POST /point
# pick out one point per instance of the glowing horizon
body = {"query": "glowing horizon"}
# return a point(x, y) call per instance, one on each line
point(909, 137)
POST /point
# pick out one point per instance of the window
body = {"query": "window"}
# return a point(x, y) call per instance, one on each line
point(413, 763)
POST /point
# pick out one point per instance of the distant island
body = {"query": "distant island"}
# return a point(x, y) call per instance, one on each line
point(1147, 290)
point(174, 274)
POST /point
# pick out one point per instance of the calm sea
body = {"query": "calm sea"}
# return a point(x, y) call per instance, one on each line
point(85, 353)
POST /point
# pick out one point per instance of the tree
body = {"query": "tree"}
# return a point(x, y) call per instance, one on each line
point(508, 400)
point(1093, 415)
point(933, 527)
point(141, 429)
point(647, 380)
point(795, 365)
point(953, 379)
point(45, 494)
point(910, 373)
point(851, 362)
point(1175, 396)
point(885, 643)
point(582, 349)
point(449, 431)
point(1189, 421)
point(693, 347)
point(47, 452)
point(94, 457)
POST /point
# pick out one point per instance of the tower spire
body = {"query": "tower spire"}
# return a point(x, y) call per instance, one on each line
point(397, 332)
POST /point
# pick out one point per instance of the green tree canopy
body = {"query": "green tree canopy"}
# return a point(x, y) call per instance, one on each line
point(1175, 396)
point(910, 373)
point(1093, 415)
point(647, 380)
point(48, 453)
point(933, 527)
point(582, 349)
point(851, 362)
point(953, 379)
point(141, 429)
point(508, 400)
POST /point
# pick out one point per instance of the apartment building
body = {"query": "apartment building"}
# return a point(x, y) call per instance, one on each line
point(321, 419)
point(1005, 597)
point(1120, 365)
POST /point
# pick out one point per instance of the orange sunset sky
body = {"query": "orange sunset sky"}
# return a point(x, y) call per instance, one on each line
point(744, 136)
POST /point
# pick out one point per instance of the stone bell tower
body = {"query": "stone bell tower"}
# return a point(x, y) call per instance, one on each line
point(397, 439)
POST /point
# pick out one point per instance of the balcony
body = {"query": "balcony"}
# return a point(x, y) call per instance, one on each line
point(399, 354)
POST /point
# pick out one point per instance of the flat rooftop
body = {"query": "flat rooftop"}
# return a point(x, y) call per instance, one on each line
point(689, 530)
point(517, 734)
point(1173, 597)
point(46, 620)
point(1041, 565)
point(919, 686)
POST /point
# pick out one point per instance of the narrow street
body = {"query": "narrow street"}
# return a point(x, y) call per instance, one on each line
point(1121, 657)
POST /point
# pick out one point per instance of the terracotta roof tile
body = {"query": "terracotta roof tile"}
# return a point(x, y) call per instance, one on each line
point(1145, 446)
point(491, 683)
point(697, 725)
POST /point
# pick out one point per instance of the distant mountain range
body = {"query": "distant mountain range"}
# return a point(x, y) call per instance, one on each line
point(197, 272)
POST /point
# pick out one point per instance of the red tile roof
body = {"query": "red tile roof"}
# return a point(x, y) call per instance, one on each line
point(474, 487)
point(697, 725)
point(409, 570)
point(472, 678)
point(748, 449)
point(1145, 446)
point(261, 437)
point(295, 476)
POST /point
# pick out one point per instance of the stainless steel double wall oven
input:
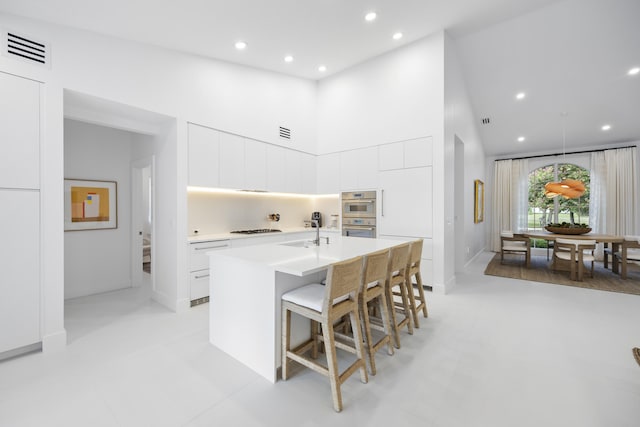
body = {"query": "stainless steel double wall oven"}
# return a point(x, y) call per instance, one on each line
point(359, 214)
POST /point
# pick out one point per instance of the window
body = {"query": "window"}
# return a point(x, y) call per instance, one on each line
point(542, 210)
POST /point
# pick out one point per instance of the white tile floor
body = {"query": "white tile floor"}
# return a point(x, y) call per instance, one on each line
point(495, 352)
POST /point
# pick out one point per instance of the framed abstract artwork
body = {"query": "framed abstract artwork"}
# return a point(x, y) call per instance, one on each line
point(90, 205)
point(478, 210)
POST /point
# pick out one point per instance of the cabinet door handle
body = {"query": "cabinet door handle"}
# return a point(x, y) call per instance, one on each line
point(211, 247)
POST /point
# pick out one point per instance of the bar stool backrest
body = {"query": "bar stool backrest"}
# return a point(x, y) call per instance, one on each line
point(343, 282)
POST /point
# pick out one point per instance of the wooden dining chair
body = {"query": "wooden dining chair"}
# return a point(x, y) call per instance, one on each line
point(324, 305)
point(629, 252)
point(571, 254)
point(519, 244)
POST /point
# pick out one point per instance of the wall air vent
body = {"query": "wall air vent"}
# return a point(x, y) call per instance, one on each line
point(26, 48)
point(285, 133)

#####

• **Problem details**
Exactly reproduce the entries above, minus the pictures.

• **Answer to the task**
POST /point
# pick out one point per instance of the glowing horizon
body = {"query": "glowing horizon"}
# return a point(x, y) call per instance, one on each line
point(909, 137)
POST /point
# pick out one point per instance of the window
body = {"query": "window"}
# return a point(x, y) call per instance, one on each line
point(413, 763)
POST /point
# pick out one point per instance of the distant island
body = {"query": "distant island"}
# return a point(x, y) call per instance, one on each line
point(1147, 290)
point(174, 274)
POST /point
# pick out one point per instance of the calm sea
body = {"query": "calm sea"}
# return a point(x, y) call per instance, one on each line
point(85, 353)
POST /point
# pick out one point per instance of the tree
body = {"query": "tree"}
# return a point(x, y) call per instance, one on each line
point(508, 400)
point(1093, 415)
point(933, 527)
point(141, 429)
point(647, 380)
point(795, 365)
point(953, 379)
point(45, 494)
point(910, 373)
point(851, 362)
point(1175, 396)
point(885, 643)
point(582, 349)
point(449, 431)
point(1189, 421)
point(693, 347)
point(47, 452)
point(94, 457)
POST /point
# pick out one point per instance of the tower spire
body = {"query": "tower spire"}
# return a point(x, y) call per instance, one on each line
point(397, 332)
POST /point
# pick out one point per instance of the green tree canopy
body = {"query": "green tree canopy"}
# return a point(x, y) call per instance, one on each line
point(1175, 396)
point(910, 373)
point(1093, 415)
point(647, 380)
point(48, 453)
point(933, 527)
point(582, 349)
point(851, 362)
point(953, 379)
point(141, 429)
point(508, 400)
POST /point
# pick out one point per instance of the apartment building
body = {"query": "apartment building"}
# return a point(x, y) call per instance, one on each line
point(321, 419)
point(1005, 597)
point(1120, 365)
POST /point
# pick out one point per instance of the orange sunset sky
body = {"query": "orange sunset sky"}
# return a point(x, y) call per instance, one on each line
point(744, 136)
POST /point
# pick out one point per instance of the stone bell tower
body = {"query": "stone bell tower"}
# return a point(x, y) call per instance, one on each line
point(397, 439)
POST /point
# pick out one point per instance of the balcony
body = {"query": "balcony"}
# return a point(x, y) call per instance, one on each line
point(399, 354)
POST /point
# pick out one point per instance of the flat rooftop
body = {"query": "flat rooftop"}
# return a point(x, y) call per instance, one on each line
point(689, 530)
point(517, 734)
point(1173, 597)
point(46, 620)
point(1041, 565)
point(919, 686)
POST /point
# pick out one point per instance of the narrow street
body = {"query": "narrow street"}
# return a point(x, y) call per instance, one on each line
point(1121, 657)
POST /point
# pick out one point per instance of the terracotta roof tile
body = {"query": "terracotta roof tile"}
# return a point(x, y) call per instance, one on each line
point(1145, 446)
point(491, 683)
point(697, 725)
POST /point
# pick out one point per instance of the distant mountain range
body = {"query": "distant mountain range"}
# return a point(x, y) call per instance, one on each line
point(197, 272)
POST /point
# pick out one point per instance of the red tile roof
body = {"query": "red tile roof"}
# return a point(x, y) call per instance, one on each line
point(474, 487)
point(697, 725)
point(409, 570)
point(472, 678)
point(748, 449)
point(1145, 446)
point(261, 437)
point(295, 476)
POST /point
# pick out one point per instance of the stainless steel double wall oven
input:
body = {"query": "stainless steel double wall oven"}
# return a point(x, y) call per instance, one on each line
point(359, 214)
POST /point
# pick out one point per instance of the window
body = {"query": "window"}
# return a point(x, y) call per instance, one on each line
point(542, 210)
POST /point
# pick out one point per instance of the white tile floor
body = {"query": "white tile floor"}
# return a point(x, y) call per instance, one on each line
point(495, 352)
POST /point
# pick out one point per instance of the framed abstract artwork
body = {"query": "framed abstract artwork"}
# return a point(x, y) call per instance, one on each line
point(90, 205)
point(478, 210)
POST /point
# pick out one point per instance of the cabinet door handle
body = {"query": "cabinet door handle"}
# return a point(x, y) call per instance, one on each line
point(211, 247)
POST /point
# pick out one point per instance of the bar stool backrest
body = {"query": "bar stool backrest"}
# return a point(x, y) call per instance, one on each line
point(343, 282)
POST /point
# pick out one point per instance of the wooden dining chair
body = {"query": "wooden dining chair"}
# return a point(x, y) call per instance, one on each line
point(324, 305)
point(629, 252)
point(571, 254)
point(519, 244)
POST /point
# pick out one point per instance of the wall air vent
body = {"query": "wall air vent"}
# return a point(x, y) call per instance, one on each line
point(26, 48)
point(285, 133)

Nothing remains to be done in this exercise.